Problem description
Return all of the entries exactly, but do not include the pictures.

Information provided
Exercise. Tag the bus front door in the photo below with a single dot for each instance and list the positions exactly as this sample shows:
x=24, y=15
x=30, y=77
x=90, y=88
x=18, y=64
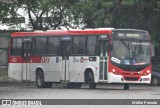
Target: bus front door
x=103, y=70
x=64, y=65
x=26, y=59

Exercise output
Exercise. Tag the bus front door in the photo below with a single dot for each instance and list the positions exactly as this sample shows:
x=24, y=15
x=30, y=77
x=90, y=88
x=18, y=64
Target: bus front door
x=103, y=70
x=64, y=65
x=26, y=59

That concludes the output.